Exercises>
1. Write out the portion of the Francis Pegahmagabow passage between "Francis Pegahmagabow was a" and "in Wasauksing First Nation.", inclusive.
2. Extend the Francis Pegahmagabow passage, picking up right after its last sentence.

Excerpted passage>

Corporal Francis Pegahmagabow
Corporal Francis Pegahmagabow, George Metcalf Archival Collection, Canadian War Museum
© George Metcalf Archival Collection, Canadian War Museum

Francis Pegahmagabow was a highly-effective sniper and scout in the First World War, and his military service and passionate advocacy for Indigenous rights continue to be an inspiration to his Nishnaabe community. He was among the earliest enlistees following the declaration of war. He fought in a number of significant battles and received the Military Medal and two bars for his bravery in action. Facing discrimination and strict regulation under the Indian Act upon his return that contradicted his voluntary military service to Canada, he became a political leader in Wasauksing First Nation, and later nationally, and fought for treaty rights, persevering in the face of restrictions placed upon First Nations by the federal government. Pegahmagabow is a recognized Canadian war hero and a respected figure in Wasauksing First Nation.

Francis Pegahmagabow was born on March 9, 1889 at what is now Shawanaga First Nation, on the eastern shore of Georgian Bay, Ontario, the only child of Michael Pegahmagabow and Mary Contin. He was an Ojibwe Nishnaabe, a member of the Caribou clan, and part of the Wasauksing First Nation. On August 13, 1914, ten days after the declaration of war, Pegahmagabow enlisted to serve as a member of the 1st Battalion, 1st Division of the Canadian Expeditionary Force, which was part of the first contingent sent overseas. Over the course of the war, Pegahmagabow was promoted to corporal, and received the Military Medal and two bars for bravery on the battlefield. He became widely-known as a skilled sniper and scout, and fought in a number of major battles, including the Second Battle of Ypres, the Battle of Passchendaele, and the Hundred Days Offensive. In 1919, he was one of almost 200 veterans to be decorated with his awards by the visiting Prince of Wales, the future King Edward VIII, at the Canadian National Exhibition in Toronto.

Dataset records>
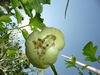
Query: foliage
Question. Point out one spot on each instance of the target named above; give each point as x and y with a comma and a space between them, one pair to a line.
13, 61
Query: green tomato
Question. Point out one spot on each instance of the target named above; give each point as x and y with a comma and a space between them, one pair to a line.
43, 47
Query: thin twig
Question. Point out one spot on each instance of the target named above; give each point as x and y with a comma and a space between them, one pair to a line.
66, 8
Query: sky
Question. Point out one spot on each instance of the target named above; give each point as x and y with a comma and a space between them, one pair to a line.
81, 25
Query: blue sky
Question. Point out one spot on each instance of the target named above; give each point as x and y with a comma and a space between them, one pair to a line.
82, 24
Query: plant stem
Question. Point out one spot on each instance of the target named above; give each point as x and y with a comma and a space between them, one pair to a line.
16, 28
88, 67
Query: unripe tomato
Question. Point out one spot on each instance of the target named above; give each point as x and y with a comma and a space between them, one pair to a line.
43, 47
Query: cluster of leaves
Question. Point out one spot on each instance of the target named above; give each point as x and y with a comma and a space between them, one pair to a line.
89, 51
12, 60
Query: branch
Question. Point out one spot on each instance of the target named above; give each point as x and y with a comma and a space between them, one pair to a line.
81, 64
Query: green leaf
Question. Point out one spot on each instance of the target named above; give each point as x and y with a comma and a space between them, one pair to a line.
5, 18
37, 22
92, 59
36, 5
25, 33
71, 63
90, 52
15, 3
12, 52
84, 67
18, 16
27, 7
54, 69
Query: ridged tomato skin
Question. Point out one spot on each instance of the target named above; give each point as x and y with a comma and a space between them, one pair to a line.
43, 47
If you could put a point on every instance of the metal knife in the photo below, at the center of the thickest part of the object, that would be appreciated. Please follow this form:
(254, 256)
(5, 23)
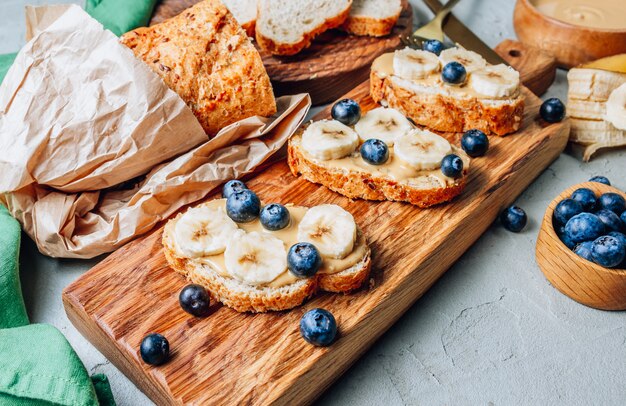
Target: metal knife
(459, 33)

Response list>
1.
Francis Pegahmagabow was a highly-effective sniper and scout in the First World War, and his military service and passionate advocacy for Indigenous rights continue to be an inspiration to his Nishnaabe community. He was among the earliest enlistees following the declaration of war. He fought in a number of significant battles and received the Military Medal and two bars for his bravery in action. Facing discrimination and strict regulation under the Indian Act upon his return that contradicted his voluntary military service to Canada, he became a political leader in Wasauksing First Nation, and later nationally, and fought for treaty rights, persevering in the face of restrictions placed upon First Nations by the federal government. Pegahmagabow is a recognized Canadian war hero and a respected figure in Wasauksing First Nation.

2.
After the war, Pegahmagabow re-entered civilian life, determined to establish himself at Wasauksing First Nation. There, he married Eva Tronche, and together they had eight children, losing two sons in early childhood. Between the 1920s and his death in 1952, Pegahmagabow was a community leader and political organizer who fought for the rights of Indigenous Peoples. As chief of Wasauksing First Nation from 1921 to 1925, he tried to address numerous treaty transgressions and voiced grievances to the Department of Indian Affairs. He again served as chief from 1942 to 1945 and, during this time, he became part of Indigenous political organizing at the national level. In 1943 and 1944, he attended conventions that brought together Indigenous leaders from across the country, the second of which resulted in the founding of the North American Indian Brotherhood. In 1945, he became a member of the National Indian Government, an organization that advocated for the autonomy of First Nations from the Indian Act, and served two terms as Supreme Chief of this organization in 1949 and 1950. He travelled widely and corresponded with Indigenous Peoples across Ontario, who sought his guidance on a wide range of issues from unresolved land claims to curtailed fishing and trapping rights.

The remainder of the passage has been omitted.